— BEGIN DATA IN THIS EXERCISE —

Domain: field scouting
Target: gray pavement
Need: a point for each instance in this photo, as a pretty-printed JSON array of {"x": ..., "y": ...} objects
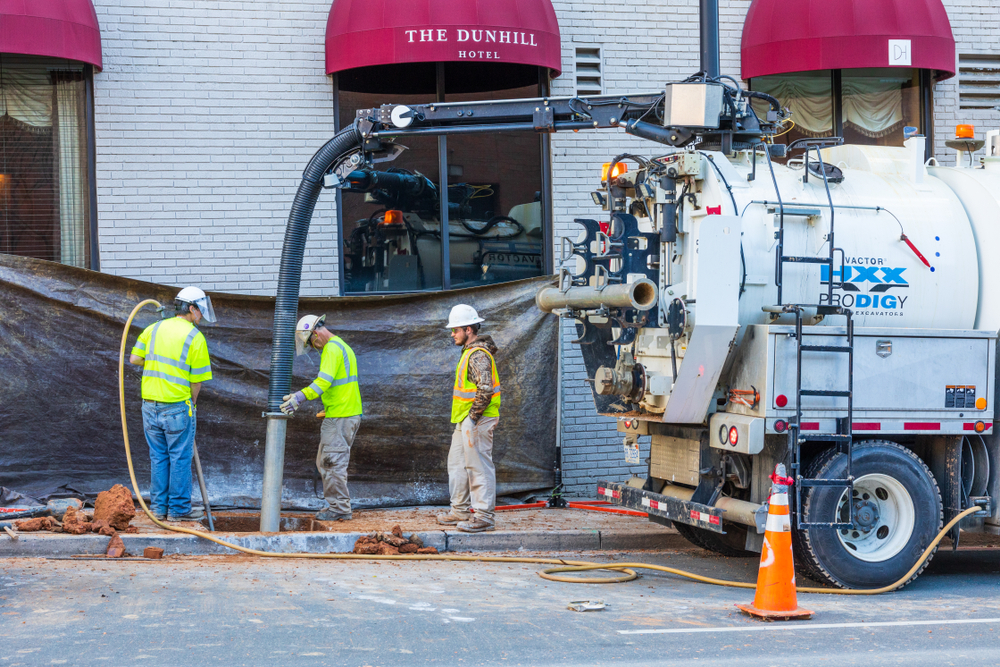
[{"x": 247, "y": 611}]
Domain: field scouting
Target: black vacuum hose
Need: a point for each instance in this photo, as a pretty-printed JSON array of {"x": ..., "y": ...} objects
[{"x": 286, "y": 306}]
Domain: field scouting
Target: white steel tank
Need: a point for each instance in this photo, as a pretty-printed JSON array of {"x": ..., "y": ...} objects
[
  {"x": 885, "y": 194},
  {"x": 978, "y": 189}
]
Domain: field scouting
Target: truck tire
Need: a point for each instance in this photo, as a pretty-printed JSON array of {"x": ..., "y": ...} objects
[
  {"x": 730, "y": 544},
  {"x": 898, "y": 511}
]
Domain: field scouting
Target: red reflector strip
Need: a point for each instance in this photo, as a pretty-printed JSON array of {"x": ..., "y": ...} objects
[
  {"x": 968, "y": 426},
  {"x": 921, "y": 426}
]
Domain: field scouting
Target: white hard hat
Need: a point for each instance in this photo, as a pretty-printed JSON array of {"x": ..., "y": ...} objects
[
  {"x": 463, "y": 316},
  {"x": 304, "y": 329},
  {"x": 196, "y": 297}
]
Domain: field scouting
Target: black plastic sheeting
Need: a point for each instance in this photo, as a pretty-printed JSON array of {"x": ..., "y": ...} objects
[{"x": 60, "y": 429}]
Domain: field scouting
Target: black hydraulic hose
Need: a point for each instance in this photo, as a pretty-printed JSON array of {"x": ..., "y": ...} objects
[{"x": 286, "y": 305}]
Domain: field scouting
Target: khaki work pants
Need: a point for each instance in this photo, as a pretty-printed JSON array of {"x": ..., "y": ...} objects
[
  {"x": 472, "y": 478},
  {"x": 335, "y": 439}
]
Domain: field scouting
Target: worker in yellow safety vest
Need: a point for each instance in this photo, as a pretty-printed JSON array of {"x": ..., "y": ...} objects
[
  {"x": 174, "y": 359},
  {"x": 475, "y": 411},
  {"x": 337, "y": 383}
]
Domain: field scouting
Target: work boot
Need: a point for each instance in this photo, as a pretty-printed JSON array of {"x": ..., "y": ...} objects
[
  {"x": 196, "y": 514},
  {"x": 475, "y": 526},
  {"x": 450, "y": 518}
]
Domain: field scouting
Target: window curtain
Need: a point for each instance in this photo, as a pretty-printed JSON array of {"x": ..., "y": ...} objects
[
  {"x": 810, "y": 99},
  {"x": 872, "y": 106},
  {"x": 43, "y": 159},
  {"x": 68, "y": 95}
]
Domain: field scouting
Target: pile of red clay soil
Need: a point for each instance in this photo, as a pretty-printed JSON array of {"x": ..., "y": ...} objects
[
  {"x": 113, "y": 511},
  {"x": 391, "y": 544}
]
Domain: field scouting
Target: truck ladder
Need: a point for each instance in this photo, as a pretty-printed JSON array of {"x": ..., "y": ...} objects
[{"x": 842, "y": 436}]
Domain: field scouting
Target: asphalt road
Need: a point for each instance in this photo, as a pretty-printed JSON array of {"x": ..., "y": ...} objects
[{"x": 242, "y": 611}]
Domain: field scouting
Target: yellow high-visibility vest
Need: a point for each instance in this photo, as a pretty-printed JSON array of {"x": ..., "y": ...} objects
[
  {"x": 465, "y": 389},
  {"x": 337, "y": 381},
  {"x": 176, "y": 356}
]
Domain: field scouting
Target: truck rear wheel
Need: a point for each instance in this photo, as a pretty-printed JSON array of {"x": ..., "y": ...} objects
[
  {"x": 732, "y": 543},
  {"x": 897, "y": 512}
]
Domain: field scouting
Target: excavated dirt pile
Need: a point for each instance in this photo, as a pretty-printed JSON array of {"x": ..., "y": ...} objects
[
  {"x": 113, "y": 511},
  {"x": 115, "y": 506},
  {"x": 391, "y": 544}
]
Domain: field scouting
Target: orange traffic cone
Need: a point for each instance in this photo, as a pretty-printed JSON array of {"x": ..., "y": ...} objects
[{"x": 775, "y": 598}]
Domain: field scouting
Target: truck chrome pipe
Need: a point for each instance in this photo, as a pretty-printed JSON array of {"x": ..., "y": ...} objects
[{"x": 641, "y": 295}]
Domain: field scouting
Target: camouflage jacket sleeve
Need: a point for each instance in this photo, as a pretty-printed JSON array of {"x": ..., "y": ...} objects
[{"x": 480, "y": 372}]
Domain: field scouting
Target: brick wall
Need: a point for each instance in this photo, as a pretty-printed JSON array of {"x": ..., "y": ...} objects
[
  {"x": 206, "y": 114},
  {"x": 976, "y": 27}
]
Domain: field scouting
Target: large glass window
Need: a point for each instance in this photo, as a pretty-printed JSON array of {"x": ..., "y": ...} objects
[
  {"x": 808, "y": 95},
  {"x": 45, "y": 195},
  {"x": 864, "y": 106},
  {"x": 393, "y": 237}
]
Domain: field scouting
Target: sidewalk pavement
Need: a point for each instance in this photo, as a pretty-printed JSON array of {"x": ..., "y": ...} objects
[{"x": 530, "y": 530}]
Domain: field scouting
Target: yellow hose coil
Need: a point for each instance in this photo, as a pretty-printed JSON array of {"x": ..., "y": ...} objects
[{"x": 626, "y": 571}]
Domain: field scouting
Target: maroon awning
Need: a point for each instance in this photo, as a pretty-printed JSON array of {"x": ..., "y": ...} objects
[
  {"x": 362, "y": 33},
  {"x": 782, "y": 36},
  {"x": 55, "y": 28}
]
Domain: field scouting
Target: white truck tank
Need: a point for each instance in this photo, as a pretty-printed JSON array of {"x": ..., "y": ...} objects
[
  {"x": 911, "y": 244},
  {"x": 885, "y": 194}
]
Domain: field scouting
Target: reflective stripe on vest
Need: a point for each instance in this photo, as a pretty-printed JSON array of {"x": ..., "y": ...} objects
[
  {"x": 464, "y": 392},
  {"x": 155, "y": 364}
]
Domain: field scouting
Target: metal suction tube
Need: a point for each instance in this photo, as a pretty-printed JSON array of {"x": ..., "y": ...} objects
[{"x": 641, "y": 295}]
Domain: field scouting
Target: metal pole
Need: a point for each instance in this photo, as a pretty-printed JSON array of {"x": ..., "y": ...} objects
[
  {"x": 274, "y": 466},
  {"x": 204, "y": 489},
  {"x": 709, "y": 15}
]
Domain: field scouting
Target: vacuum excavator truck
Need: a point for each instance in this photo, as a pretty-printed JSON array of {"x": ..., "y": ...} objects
[
  {"x": 744, "y": 303},
  {"x": 837, "y": 312}
]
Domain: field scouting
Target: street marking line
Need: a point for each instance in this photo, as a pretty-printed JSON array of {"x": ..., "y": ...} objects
[{"x": 809, "y": 626}]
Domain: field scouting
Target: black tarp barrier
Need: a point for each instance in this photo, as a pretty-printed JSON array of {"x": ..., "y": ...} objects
[{"x": 60, "y": 429}]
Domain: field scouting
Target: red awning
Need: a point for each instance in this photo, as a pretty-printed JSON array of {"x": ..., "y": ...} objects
[
  {"x": 361, "y": 33},
  {"x": 55, "y": 28},
  {"x": 782, "y": 36}
]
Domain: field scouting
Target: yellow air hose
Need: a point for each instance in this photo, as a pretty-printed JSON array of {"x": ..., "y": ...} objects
[{"x": 625, "y": 571}]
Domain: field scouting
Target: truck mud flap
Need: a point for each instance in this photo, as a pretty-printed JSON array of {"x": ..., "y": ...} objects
[{"x": 693, "y": 514}]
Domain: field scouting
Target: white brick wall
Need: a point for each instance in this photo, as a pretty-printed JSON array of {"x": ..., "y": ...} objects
[
  {"x": 976, "y": 27},
  {"x": 206, "y": 114}
]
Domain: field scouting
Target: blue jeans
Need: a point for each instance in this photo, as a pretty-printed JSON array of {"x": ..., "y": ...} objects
[{"x": 169, "y": 429}]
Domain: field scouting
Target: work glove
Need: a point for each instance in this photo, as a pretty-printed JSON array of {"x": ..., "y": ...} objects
[{"x": 292, "y": 402}]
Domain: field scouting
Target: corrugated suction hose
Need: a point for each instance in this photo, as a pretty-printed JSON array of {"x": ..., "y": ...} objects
[
  {"x": 286, "y": 305},
  {"x": 623, "y": 571}
]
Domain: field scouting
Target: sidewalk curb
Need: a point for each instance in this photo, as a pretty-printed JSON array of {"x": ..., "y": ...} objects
[{"x": 41, "y": 545}]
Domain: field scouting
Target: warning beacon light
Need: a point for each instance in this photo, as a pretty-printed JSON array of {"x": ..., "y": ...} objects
[{"x": 616, "y": 171}]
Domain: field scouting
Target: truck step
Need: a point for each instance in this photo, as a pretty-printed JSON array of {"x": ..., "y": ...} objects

— END DATA IN THIS EXERCISE —

▶ **EXERCISE OBJECTIVE**: Pull out every line of the material above that contains the string "truck", copying each one unchanged and in its original order.

▶ **TASK RESULT**:
Target: truck tire
Target: truck ladder
Target: truck rear wheel
Target: truck chrome pipe
Target: white truck tank
Target: vacuum excavator truck
Target: truck mud flap
Target: truck step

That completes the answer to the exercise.